▶ _Task to complete_:
Render the records below, from their first line through the line containing "column 137, row 187" inclusive, as a JSON list of strings with one string per line, omitting blank lines.

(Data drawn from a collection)
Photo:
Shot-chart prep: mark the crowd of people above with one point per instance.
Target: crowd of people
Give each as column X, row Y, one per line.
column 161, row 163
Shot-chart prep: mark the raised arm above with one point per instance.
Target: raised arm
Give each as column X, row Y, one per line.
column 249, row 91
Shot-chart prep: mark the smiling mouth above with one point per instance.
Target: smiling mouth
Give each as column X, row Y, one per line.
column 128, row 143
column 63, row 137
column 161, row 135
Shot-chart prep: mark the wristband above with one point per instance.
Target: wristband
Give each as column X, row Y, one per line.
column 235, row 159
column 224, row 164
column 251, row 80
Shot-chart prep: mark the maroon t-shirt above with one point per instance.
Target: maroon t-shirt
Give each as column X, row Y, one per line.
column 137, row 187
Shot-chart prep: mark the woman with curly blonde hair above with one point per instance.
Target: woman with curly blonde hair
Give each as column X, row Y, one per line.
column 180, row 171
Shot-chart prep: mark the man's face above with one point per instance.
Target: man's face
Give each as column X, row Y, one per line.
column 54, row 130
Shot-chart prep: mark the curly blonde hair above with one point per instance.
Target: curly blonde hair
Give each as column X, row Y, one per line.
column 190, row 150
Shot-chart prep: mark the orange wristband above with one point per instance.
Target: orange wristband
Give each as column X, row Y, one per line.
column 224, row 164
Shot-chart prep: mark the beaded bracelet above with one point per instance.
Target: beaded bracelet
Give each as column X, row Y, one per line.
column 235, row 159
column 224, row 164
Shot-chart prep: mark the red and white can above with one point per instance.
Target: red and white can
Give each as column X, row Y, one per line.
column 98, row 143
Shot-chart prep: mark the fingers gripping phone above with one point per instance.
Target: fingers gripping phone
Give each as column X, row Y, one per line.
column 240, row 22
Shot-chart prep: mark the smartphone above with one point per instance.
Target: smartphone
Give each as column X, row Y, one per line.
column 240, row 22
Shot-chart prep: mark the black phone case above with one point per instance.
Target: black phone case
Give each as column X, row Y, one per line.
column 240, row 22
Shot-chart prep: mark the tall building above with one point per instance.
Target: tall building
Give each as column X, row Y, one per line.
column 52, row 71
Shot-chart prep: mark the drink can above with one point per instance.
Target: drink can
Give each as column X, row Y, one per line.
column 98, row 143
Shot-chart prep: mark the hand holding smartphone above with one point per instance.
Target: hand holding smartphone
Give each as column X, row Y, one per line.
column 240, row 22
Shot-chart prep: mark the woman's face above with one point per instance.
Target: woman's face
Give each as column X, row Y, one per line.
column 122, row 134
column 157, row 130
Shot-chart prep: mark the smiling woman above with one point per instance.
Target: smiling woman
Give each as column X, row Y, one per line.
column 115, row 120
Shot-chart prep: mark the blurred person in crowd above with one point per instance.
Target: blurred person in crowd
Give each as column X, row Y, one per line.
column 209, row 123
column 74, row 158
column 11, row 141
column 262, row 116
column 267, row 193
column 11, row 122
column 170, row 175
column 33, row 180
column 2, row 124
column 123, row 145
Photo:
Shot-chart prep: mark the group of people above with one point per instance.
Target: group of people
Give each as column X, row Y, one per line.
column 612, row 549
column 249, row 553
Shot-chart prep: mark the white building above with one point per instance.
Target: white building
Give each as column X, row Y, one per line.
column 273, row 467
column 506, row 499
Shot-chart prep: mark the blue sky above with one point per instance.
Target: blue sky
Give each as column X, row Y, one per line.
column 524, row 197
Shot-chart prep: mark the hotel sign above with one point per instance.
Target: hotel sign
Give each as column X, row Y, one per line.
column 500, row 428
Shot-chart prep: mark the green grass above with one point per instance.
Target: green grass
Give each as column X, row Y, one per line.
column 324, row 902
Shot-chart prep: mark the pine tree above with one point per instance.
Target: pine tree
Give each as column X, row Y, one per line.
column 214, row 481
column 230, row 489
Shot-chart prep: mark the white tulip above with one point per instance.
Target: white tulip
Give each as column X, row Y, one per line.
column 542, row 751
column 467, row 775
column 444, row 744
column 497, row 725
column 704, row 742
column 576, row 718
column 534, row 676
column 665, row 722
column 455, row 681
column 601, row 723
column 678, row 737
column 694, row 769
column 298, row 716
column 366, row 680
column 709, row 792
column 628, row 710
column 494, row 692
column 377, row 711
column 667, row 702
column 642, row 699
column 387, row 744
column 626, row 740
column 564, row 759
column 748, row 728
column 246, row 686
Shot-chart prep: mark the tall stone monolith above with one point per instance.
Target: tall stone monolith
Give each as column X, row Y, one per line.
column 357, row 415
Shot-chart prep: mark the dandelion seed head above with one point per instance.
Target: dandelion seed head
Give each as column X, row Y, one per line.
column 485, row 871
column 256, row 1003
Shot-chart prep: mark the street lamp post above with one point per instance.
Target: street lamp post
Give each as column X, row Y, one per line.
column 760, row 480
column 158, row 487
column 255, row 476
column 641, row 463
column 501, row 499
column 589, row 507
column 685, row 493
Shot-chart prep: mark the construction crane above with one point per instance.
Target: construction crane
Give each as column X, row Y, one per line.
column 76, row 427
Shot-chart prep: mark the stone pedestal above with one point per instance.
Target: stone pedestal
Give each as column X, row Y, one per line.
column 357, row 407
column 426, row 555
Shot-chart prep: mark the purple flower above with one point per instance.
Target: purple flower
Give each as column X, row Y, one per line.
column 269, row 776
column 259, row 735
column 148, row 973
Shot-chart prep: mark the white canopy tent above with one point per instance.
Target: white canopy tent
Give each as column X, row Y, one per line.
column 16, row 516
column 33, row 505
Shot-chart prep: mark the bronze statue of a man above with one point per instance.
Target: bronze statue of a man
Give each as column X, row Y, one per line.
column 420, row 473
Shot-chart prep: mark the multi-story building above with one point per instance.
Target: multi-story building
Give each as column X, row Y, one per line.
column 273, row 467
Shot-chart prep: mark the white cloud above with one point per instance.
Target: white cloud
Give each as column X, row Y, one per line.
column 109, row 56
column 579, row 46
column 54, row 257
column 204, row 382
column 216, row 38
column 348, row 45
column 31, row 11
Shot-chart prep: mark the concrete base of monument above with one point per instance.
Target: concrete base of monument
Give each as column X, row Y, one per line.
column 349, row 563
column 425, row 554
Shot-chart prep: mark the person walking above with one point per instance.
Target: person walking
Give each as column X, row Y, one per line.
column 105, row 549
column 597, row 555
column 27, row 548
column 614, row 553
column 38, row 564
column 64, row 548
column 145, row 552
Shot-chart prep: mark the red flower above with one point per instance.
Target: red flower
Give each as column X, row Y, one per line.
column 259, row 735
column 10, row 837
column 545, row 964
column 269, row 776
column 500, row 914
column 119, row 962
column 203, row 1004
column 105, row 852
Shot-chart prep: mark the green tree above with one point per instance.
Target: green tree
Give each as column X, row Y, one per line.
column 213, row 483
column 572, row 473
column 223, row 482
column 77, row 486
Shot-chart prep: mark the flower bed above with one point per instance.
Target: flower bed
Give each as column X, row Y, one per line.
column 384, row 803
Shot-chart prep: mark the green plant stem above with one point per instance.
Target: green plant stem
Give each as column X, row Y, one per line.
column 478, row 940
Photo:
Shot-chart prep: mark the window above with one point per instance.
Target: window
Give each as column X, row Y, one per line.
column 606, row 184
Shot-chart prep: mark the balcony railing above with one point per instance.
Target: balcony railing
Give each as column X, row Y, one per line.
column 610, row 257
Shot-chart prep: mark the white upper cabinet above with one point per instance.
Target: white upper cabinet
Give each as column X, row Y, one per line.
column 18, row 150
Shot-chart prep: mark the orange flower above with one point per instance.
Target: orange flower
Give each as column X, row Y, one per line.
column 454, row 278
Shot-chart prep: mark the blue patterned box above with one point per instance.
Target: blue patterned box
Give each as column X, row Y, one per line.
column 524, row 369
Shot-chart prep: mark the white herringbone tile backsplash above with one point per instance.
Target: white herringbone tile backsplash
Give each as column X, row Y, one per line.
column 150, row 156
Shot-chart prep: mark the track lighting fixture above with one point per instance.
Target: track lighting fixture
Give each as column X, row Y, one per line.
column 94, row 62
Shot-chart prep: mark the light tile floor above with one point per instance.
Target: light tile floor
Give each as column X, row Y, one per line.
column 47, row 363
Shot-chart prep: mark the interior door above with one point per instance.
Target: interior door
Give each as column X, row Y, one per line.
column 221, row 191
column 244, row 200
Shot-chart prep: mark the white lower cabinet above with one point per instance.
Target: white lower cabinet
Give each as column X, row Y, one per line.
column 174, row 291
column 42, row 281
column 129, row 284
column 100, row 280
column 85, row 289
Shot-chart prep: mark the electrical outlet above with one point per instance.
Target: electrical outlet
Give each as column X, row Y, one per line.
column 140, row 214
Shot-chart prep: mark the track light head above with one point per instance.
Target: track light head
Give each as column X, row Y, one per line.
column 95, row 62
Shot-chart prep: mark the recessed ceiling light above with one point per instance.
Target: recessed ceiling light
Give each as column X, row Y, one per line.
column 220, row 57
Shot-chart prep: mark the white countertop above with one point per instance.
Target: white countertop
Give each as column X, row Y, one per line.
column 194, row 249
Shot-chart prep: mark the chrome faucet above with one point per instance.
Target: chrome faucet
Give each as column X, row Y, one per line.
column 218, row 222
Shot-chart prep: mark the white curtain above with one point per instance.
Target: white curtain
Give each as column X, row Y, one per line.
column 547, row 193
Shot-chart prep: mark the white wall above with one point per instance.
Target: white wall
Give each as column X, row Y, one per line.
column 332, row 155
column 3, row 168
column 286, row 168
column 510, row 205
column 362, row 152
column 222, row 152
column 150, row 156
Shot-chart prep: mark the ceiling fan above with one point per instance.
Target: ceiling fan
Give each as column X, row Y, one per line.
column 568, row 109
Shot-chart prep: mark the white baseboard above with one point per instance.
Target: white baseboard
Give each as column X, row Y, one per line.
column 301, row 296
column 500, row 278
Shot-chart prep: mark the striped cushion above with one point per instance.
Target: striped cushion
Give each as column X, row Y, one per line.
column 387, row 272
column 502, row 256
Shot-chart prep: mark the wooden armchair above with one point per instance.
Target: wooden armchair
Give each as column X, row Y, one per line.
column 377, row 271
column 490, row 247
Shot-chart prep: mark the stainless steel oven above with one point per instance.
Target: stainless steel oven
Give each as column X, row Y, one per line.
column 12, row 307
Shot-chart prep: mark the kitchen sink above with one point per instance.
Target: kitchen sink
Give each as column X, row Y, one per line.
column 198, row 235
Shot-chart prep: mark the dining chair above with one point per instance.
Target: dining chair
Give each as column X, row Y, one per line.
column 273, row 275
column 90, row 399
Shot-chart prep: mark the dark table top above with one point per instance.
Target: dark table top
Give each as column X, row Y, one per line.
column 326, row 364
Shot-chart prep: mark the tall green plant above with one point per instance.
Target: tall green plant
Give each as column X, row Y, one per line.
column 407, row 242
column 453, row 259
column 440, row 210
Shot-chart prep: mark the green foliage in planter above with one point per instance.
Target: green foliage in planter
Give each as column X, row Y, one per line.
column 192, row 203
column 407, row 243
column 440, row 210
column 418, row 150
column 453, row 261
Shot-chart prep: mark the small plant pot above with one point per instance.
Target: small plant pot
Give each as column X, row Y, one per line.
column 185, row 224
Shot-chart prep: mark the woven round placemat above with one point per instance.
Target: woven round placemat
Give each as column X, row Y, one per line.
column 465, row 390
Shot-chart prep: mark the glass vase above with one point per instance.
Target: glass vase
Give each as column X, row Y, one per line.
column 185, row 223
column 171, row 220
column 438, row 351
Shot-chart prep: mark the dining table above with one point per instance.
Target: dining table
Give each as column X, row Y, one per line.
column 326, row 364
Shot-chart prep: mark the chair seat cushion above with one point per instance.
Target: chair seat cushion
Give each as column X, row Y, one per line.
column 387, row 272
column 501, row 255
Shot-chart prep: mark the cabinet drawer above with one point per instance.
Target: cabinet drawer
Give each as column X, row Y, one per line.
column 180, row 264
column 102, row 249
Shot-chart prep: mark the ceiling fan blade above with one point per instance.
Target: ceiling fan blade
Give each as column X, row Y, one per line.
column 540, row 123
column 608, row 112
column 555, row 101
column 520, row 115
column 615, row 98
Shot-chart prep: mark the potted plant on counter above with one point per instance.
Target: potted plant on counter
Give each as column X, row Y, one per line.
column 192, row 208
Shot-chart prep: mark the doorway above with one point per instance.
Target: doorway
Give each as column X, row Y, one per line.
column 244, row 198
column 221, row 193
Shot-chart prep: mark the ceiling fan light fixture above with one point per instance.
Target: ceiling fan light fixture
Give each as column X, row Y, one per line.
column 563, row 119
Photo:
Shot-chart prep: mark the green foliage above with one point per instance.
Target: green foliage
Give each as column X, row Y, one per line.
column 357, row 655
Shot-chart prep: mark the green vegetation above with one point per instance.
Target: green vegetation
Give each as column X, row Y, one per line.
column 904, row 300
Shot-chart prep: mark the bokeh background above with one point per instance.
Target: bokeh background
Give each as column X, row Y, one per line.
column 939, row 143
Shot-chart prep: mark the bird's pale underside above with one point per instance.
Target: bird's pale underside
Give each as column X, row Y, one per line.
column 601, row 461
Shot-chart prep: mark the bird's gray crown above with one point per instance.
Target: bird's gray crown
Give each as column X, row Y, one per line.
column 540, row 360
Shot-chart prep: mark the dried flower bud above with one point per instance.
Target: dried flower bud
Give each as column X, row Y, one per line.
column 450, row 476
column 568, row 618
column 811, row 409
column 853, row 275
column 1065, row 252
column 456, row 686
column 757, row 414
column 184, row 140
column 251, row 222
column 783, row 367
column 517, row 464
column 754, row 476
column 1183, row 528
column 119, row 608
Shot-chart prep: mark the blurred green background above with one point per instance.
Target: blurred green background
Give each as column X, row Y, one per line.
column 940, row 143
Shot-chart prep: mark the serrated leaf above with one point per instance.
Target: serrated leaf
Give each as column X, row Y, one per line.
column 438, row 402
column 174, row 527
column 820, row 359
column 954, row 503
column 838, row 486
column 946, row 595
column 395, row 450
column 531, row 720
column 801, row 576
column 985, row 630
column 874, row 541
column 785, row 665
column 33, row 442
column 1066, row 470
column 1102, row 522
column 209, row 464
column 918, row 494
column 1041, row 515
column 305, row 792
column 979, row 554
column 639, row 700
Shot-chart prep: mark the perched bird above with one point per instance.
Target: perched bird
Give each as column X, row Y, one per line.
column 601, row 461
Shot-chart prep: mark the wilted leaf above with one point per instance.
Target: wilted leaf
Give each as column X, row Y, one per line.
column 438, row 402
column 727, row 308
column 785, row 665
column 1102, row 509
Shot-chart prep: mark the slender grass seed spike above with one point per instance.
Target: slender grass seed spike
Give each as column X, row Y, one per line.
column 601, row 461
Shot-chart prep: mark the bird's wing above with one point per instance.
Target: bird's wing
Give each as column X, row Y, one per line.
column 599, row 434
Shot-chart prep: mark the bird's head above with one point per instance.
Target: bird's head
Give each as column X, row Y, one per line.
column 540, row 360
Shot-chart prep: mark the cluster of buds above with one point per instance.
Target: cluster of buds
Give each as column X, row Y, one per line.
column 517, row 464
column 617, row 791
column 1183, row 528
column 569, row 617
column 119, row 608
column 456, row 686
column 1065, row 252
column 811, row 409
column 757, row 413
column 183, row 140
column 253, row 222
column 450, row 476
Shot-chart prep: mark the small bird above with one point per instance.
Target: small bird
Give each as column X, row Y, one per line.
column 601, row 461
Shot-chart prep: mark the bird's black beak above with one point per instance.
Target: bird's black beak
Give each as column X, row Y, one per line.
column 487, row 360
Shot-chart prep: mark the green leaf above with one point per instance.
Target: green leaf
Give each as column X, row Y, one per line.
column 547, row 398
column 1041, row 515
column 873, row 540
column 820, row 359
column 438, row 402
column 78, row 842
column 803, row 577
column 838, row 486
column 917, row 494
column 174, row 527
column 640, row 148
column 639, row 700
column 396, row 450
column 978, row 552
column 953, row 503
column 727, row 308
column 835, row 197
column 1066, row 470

▶ _Full output_:
[
  "Photo:",
  "Shot-chart prep: mark the crowd of people above with one point per instance.",
  "Target: crowd of people",
  "Give each as column X, row Y, one per line.",
  "column 161, row 163",
  "Shot-chart prep: mark the raised arm above with one point per instance.",
  "Target: raised arm",
  "Give each as column X, row Y, one per line.",
  "column 249, row 91",
  "Shot-chart prep: mark the smiling mouth above with one point per instance.",
  "Target: smiling mouth",
  "Give each as column X, row Y, one per line.",
  "column 128, row 143",
  "column 63, row 137",
  "column 161, row 135",
  "Shot-chart prep: mark the wristband above with one point per instance.",
  "Target: wristband",
  "Give each as column X, row Y, one per line.",
  "column 235, row 159",
  "column 224, row 164",
  "column 251, row 80",
  "Shot-chart prep: mark the maroon t-shirt above with one point per instance.",
  "Target: maroon t-shirt",
  "Give each as column X, row Y, one per line.",
  "column 137, row 187"
]